■ DOCUMENT EXCERPT
● ● ● ● ● ● ●

Herbert was afflicted with eye problems which left him nearly blind from early childhood, losing all his sight towards the end of his life.
Aubrey Herbert was educated at Eton College and Balliol College, Oxford University, where he obtained a first class degree in modern history. He was famous for climbing the roofs of the university buildings, despite his near blindness. He numbered among his friends Adrian Carton De Wiart, Raymond Asquith, John Buchan and Hilaire Belloc. Reginald Farrer remained close throughout his life.
His friendship with Middle Eastern traveller and advisor, Sir Mark Sykes dates from his entry into parliament in 1911 when, with George Lloyd, they were the three youngest Conservative MP's. They shared an interest in foreign policy and worked closely together in the Arab Bureau (1916).
Although not included in the collections of his letters (David Garnett, Malcolm Brown) T. E. Lawrence's correspondence with Aubrey Herbert quoted by Margaret Fitzherbert in the biography of her grandfather The Man Who Was Greenmantle bears witness to their close friendship.
He was a half brother to the famous Egyptologist, George Herbert, 5th Earl of Carnarvon who discovered King Tutankhamen's tomb.

● ● ● ● ● ● ●

■ SUPPLIED ENTRIES
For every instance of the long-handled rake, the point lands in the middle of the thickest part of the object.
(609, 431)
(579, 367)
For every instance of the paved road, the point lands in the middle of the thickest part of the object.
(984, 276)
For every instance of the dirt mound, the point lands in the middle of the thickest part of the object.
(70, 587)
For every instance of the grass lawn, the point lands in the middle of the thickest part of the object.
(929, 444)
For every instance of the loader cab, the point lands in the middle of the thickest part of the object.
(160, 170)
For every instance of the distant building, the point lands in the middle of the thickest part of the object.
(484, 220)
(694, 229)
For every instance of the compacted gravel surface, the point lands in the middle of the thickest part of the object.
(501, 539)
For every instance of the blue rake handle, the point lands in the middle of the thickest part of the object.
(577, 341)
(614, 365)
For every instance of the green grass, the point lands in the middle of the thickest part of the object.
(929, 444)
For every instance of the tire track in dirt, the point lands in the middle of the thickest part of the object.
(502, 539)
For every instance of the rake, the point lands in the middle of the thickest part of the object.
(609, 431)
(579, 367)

● ● ● ● ● ● ●

■ EXERCISES TO COMPLETE
A – From the text on Aubrey Herbert, set down word for word the part that begins at the words "His friendship with" and stops after the words "their close friendship.".
B – Using the text on Aubrey Herbert, say whether each statement agrees with it. Answer yes or no, and quote the words that decide it.
(i) Herbert earned a first class degree in modern history.
(ii) Herbert was a full brother of George Herbert, 5th Earl of Carnarvon.
(iii) Herbert and Sir Mark Sykes worked closely together in the Arab Bureau.
C – Answer these questions from the text on Aubrey Herbert:
(i) At which two colleges was Herbert educated?
(ii) In what year did Herbert enter parliament?
(iii) Who wrote the biography The Man Who Was Greenmantle?

■ FULL ANSWERS
A –
His friendship with Middle Eastern traveller and advisor, Sir Mark Sykes dates from his entry into parliament in 1911 when, with George Lloyd, they were the three youngest Conservative MP's. They shared an interest in foreign policy and worked closely together in the Arab Bureau (1916).
Although not included in the collections of his letters (David Garnett, Malcolm Brown) T. E. Lawrence's correspondence with Aubrey Herbert quoted by Margaret Fitzherbert in the biography of her grandfather The Man Who Was Greenmantle bears witness to their close friendship.

B –
(i) Yes: "where he obtained a first class degree in modern history"
(ii) No: "He was a half brother to the famous Egyptologist, George Herbert, 5th Earl of Carnarvon"
(iii) Yes: "worked closely together in the Arab Bureau (1916)"

C –
(i) Eton College and Balliol College, Oxford University
(ii) 1911
(iii) Margaret Fitzherbert